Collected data
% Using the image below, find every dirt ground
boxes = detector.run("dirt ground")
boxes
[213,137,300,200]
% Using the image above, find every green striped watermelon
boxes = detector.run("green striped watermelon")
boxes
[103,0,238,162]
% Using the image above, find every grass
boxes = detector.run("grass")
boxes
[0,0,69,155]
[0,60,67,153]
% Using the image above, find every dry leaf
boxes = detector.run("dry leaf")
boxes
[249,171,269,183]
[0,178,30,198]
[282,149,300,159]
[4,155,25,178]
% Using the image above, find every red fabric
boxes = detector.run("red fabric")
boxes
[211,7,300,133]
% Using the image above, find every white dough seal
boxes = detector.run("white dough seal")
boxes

■ THE REQUEST: Write out the listing above again, substituting "locate all" for each "find every" and keeping everything else the same.

■ RESPONSE TO THIS TASK:
% Using the image below, locate all dirt ground
boxes = detector.run("dirt ground")
boxes
[213,137,300,200]
% Using the image above, locate all green striped watermelon
boxes = detector.run("green striped watermelon")
boxes
[103,0,238,162]
% Using the image above, locate all grass
boxes = detector.run("grass")
boxes
[0,0,69,155]
[0,60,67,153]
% Using the image above, locate all dry leaf
boxes = detector.run("dry leaf")
boxes
[249,171,269,183]
[0,178,30,198]
[282,149,300,159]
[4,155,25,178]
% Using the image above, locate all red fabric
boxes = detector.run("red fabric")
boxes
[211,7,300,133]
% Using the image above, locate all white dough seal
boxes = detector.run("white dough seal")
boxes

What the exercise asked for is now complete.